TO BE DONE: Write out every one of the following records, reproducing each line without any change.

MATERIAL TO PROCESS:
+---+

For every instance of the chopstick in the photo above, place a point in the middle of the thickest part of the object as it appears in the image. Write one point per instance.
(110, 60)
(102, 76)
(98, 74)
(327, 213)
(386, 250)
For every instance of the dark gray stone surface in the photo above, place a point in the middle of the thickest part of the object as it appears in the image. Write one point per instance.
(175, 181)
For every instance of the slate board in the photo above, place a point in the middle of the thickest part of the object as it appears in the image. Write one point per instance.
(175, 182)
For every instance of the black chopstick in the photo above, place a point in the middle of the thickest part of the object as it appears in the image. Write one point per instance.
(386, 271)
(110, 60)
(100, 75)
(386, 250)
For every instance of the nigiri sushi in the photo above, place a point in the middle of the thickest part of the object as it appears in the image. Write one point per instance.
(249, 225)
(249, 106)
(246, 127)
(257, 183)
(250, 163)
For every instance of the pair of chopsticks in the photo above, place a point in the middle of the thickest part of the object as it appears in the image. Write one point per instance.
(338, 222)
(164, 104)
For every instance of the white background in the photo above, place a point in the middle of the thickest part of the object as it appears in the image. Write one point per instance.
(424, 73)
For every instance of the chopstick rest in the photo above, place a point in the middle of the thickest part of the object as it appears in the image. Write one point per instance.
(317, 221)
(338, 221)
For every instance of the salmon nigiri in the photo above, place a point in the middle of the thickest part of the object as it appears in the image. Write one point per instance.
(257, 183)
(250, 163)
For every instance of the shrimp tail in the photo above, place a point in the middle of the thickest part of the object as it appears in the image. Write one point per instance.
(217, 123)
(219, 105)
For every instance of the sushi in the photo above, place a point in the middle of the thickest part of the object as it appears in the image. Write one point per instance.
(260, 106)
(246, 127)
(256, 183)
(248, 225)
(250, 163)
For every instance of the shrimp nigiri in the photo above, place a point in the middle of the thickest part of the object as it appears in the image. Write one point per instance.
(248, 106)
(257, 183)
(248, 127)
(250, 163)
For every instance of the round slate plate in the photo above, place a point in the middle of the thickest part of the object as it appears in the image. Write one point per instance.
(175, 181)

+---+

REPLY TO THE TASK:
For every instance of the chopstick in the photo above, place a point in the middle of the thickest part of the object as it appears in the image. Write one point per instance.
(110, 60)
(102, 76)
(98, 74)
(327, 213)
(386, 250)
For every instance of the dark gray stone surface in the photo above, place a point in the middle of the thickest part of the object as it appears in the image. Write one point per instance.
(175, 181)
For every instance of the slate board in the photo above, place a point in the middle of the thickest part of the object as it appears in the image. Write one point per instance.
(175, 182)
For every instance of the black chopstick in the photo above, place a point in the middle of the thickest part of the object as it appears in the image. Write one point per instance.
(386, 271)
(110, 60)
(100, 75)
(386, 250)
For every instance of the nigiri sushi in the photo above, place a point in the middle of the thickest part of the object as it appears in the image. Write one point per instance.
(249, 225)
(249, 106)
(246, 127)
(257, 183)
(250, 163)
For every instance of the pair of chopsticks in the photo above, place a point in the middle of the thickest part of the object as it appears in the image. Write one point per instance.
(338, 222)
(164, 104)
For every instance of the white background in the photo above, place a point in the middle of the thickest part of the object as it appears in the image. Write one point per instance.
(424, 73)
For every instance of the chopstick rest in the photo above, place a point in the middle of the thickest part of the object as it appears in the image. Write one point per instance.
(317, 221)
(338, 221)
For every instance of the salmon nigiri in the photo above, place a point in the middle of the thickest part of the object as it appears in the image. Write one point per instance.
(257, 183)
(250, 163)
For every instance of the shrimp tail in the photo above, place a point in the middle of the thickest part of the object as it appears in the image. Write one point per instance.
(217, 123)
(219, 105)
For every instance of the sushi in the photo above, place a point in the middle of the thickest part of the object as it appears in the image. Write one point per instance.
(260, 106)
(246, 127)
(256, 183)
(248, 225)
(250, 163)
For every instance of the shrimp nigiri in the photo above, place a point in the middle of the thickest part of the object as it appears in the image. Write one point per instance.
(248, 106)
(257, 183)
(248, 127)
(250, 163)
For every instance of the round slate plate in the photo above, place a point in the middle of the thickest part of the object as it appears in the image. Write one point per instance.
(175, 181)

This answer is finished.